→ Consigne 1:
D'après l'extrait fourni, à quel endroit la grand-mère cachait-elle ses billets ?
→ Consigne 2:
Selon l'extrait fourni, pourquoi la grand-mère avait-elle besoin de toujours plus de billets pour vivre, alors que les chiffres indiqués dessus restaient les mêmes ?

→ Extrait fourni:
"""

S'il y a un actif que tout le monde connaît c'est bien le cash. Celui-ci fait partie du portefeuille de tout un chacun, investisseur ou non, parfois par intermittence, parfois en permanence. Monsieur et Madame Tout-le-Monde ne possède en principe que lui, parce qu'il ne veut, ne peut ou ne sait pas investir dans d'autres actifs. L'argent liquide leur paraît, à tort, comme étant le seul garantissant la survie de leur capital. Pourtant, n'importe quel investisseur, un tant soit peu avisé, sait que le cash est au contraire l'actif de prédilection pour perdre à coup sûr son argent sur le long terme.
Je vois encore ma grand-mère aller chercher en catimini ses billets cachés au grenier. Si on fait fi du risque de vol, c'est certain qu'elle y retrouvait exactement ce qu'elle y avait déposé. Dans sa tête, chaque franc qui y était dissimulé était quelque chose de très concret. Un franc vaudrait toujours un franc, quoi qu'il se passe. Elle avait à 100% raison, sauf qu'elle oubliait que si la valeur de son argent ne changeait pas, celle du pain, des fruits & légumes, de son loyer et de ses assurances ne faisait que grimper. Les chiffres indiqués sur ses billets étaient bien toujours identiques, mais elle avait besoin de toujours plus de billets pour vivre. Elle n'était pourtant pas du style à aller au casino... On peut se moquer de ma grand-mère, n'empêche qu'elle n'est pas très différente de toutes les personnes qui placent leur argent exclusivement sur un compte bancaire, même en épargne.

"""

→ Données fournies:
"""

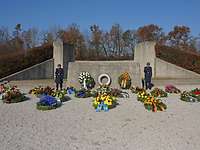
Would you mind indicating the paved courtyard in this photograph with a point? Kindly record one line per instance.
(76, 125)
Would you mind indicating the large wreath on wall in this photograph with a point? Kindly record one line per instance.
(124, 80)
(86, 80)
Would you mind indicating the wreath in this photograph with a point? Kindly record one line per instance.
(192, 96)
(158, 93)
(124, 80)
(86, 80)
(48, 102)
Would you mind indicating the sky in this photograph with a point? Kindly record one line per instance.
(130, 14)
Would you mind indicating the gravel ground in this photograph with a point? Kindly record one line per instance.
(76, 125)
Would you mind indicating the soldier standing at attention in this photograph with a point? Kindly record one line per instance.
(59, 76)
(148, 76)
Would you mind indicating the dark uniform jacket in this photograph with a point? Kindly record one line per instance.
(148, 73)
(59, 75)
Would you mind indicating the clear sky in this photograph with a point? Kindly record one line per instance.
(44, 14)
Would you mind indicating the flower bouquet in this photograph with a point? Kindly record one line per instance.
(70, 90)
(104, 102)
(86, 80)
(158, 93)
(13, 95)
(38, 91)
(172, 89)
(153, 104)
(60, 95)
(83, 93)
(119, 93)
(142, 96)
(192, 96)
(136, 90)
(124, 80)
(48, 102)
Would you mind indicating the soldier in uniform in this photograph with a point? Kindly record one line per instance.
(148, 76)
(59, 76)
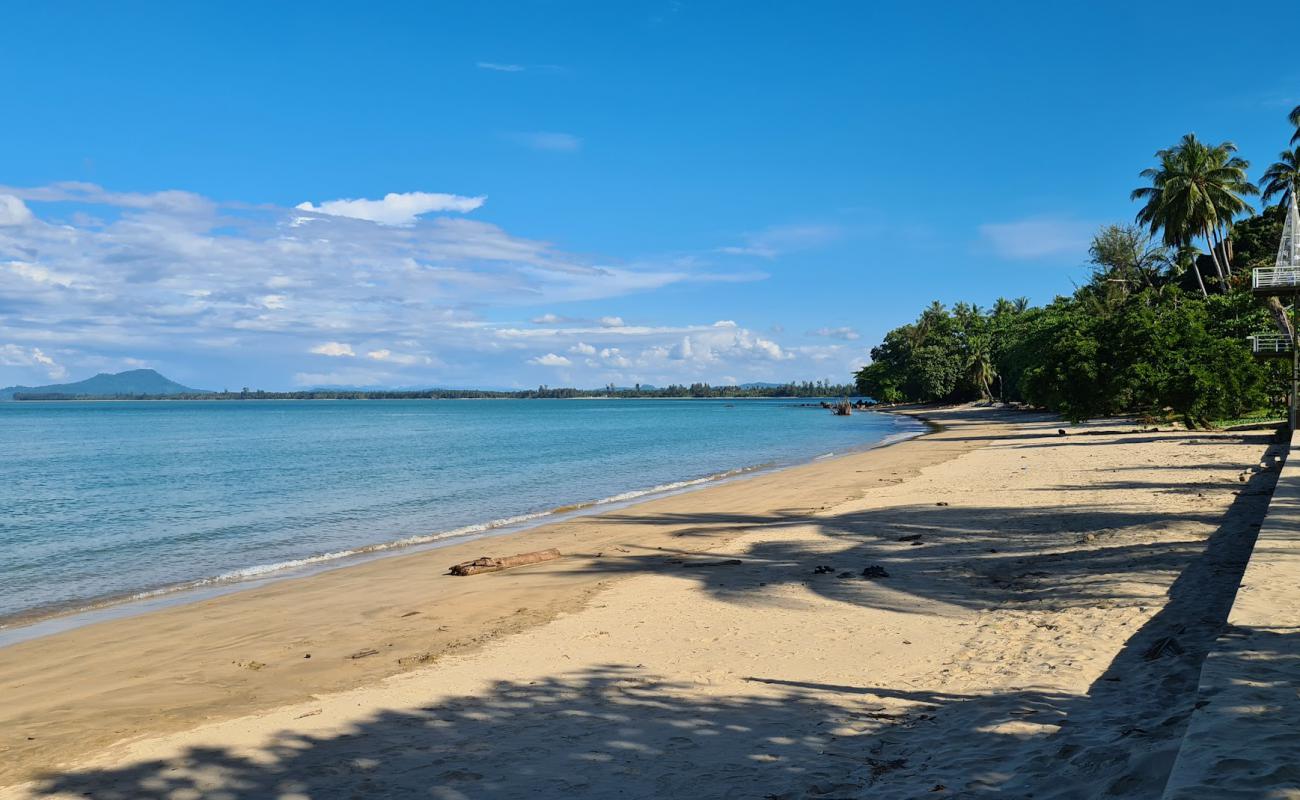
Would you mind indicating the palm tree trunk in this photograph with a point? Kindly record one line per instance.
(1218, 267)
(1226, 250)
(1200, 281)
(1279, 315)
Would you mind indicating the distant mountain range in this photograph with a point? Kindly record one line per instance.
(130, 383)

"""
"""

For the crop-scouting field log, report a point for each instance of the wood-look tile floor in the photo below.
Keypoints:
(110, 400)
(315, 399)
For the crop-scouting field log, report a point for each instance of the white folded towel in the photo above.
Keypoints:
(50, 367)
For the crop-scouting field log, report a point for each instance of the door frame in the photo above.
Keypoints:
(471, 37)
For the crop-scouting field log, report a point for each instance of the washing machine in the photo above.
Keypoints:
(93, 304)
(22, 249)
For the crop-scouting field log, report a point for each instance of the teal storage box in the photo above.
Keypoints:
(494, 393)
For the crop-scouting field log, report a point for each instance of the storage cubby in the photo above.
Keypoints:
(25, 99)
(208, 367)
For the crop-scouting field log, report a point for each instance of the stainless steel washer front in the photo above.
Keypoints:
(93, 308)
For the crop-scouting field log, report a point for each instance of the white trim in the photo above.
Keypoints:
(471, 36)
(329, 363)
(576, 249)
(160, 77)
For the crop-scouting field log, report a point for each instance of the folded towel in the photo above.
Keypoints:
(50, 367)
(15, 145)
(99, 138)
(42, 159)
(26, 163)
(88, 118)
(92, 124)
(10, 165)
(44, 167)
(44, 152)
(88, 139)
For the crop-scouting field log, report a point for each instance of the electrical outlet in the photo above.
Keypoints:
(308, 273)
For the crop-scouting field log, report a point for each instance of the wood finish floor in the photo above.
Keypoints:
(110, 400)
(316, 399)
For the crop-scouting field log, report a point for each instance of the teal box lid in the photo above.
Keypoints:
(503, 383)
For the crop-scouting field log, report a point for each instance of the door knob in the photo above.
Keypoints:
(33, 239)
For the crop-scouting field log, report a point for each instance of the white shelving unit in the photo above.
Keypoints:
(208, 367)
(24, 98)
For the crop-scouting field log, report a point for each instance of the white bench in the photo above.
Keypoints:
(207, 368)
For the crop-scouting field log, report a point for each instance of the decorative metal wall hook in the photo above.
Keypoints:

"""
"""

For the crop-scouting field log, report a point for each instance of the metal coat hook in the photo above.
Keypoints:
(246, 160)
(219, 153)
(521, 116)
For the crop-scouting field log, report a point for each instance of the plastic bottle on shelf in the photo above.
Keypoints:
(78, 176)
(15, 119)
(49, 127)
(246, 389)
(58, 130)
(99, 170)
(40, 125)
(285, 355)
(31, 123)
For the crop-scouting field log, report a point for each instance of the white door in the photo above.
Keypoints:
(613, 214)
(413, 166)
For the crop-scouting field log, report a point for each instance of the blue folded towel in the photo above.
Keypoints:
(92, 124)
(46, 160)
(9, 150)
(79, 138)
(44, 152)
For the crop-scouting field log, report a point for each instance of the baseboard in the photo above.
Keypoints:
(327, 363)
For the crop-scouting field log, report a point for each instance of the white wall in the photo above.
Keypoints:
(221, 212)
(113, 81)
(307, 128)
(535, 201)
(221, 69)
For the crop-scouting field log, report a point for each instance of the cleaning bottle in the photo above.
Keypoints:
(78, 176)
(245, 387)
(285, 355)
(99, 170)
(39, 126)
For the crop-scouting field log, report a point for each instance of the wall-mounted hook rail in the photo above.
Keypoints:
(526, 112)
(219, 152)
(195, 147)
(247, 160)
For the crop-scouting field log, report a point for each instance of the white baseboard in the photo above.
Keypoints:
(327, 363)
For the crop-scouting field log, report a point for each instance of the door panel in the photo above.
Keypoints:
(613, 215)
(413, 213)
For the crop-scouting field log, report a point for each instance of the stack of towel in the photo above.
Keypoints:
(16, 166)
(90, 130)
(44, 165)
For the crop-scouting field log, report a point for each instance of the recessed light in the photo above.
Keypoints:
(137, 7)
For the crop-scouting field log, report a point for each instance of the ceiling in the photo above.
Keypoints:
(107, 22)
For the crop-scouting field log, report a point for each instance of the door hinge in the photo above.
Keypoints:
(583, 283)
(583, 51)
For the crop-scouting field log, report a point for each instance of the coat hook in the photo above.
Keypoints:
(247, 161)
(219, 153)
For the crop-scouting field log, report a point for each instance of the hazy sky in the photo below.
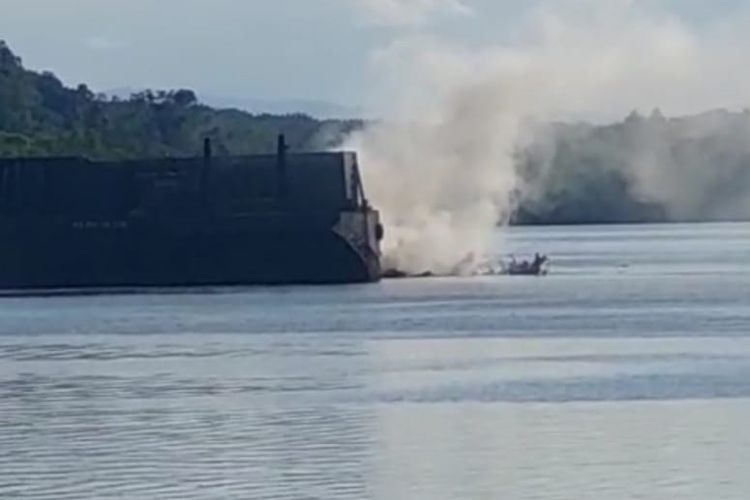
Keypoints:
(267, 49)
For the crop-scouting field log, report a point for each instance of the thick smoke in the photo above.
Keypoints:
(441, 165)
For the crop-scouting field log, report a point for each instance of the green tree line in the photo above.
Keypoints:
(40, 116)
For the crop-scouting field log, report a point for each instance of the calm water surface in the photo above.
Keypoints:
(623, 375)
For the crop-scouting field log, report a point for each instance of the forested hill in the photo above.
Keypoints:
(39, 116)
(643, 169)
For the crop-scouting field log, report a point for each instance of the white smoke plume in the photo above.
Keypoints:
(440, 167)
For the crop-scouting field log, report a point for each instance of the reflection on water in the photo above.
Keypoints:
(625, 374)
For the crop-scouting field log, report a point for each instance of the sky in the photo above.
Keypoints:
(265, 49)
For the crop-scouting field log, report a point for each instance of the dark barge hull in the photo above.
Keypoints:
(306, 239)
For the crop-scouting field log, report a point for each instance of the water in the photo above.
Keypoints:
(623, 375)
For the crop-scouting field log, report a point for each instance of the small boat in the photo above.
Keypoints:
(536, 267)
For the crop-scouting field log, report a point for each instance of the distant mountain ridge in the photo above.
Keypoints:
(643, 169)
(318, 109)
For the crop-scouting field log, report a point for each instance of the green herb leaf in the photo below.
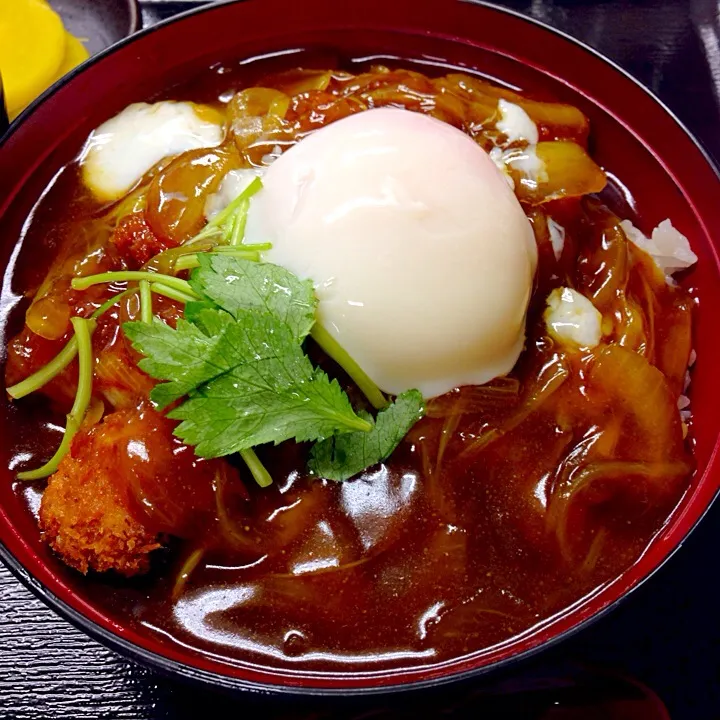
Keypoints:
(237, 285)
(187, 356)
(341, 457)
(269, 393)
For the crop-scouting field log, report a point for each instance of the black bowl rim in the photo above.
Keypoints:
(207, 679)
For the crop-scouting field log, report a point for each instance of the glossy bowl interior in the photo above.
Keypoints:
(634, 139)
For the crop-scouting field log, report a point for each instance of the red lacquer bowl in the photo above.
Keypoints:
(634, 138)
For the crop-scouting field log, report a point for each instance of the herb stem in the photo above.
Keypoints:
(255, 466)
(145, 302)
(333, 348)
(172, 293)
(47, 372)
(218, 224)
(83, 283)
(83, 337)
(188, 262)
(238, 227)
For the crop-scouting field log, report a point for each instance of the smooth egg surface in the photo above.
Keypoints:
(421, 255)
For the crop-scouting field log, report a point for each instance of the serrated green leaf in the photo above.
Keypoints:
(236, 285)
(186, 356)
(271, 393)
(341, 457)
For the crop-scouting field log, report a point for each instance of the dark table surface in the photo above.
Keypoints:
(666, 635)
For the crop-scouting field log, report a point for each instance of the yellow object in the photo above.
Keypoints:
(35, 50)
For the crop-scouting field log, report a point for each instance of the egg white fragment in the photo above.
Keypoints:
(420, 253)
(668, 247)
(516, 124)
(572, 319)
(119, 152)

"""

→ Bonne réponse 1:
Au grenier.

→ Bonne réponse 2:
Parce que la valeur de son argent ne changeait pas, mais que le prix du pain, des fruits et légumes, de son loyer et de ses assurances ne faisait que grimper. Avec la même somme, elle pouvait donc payer de moins en moins de choses.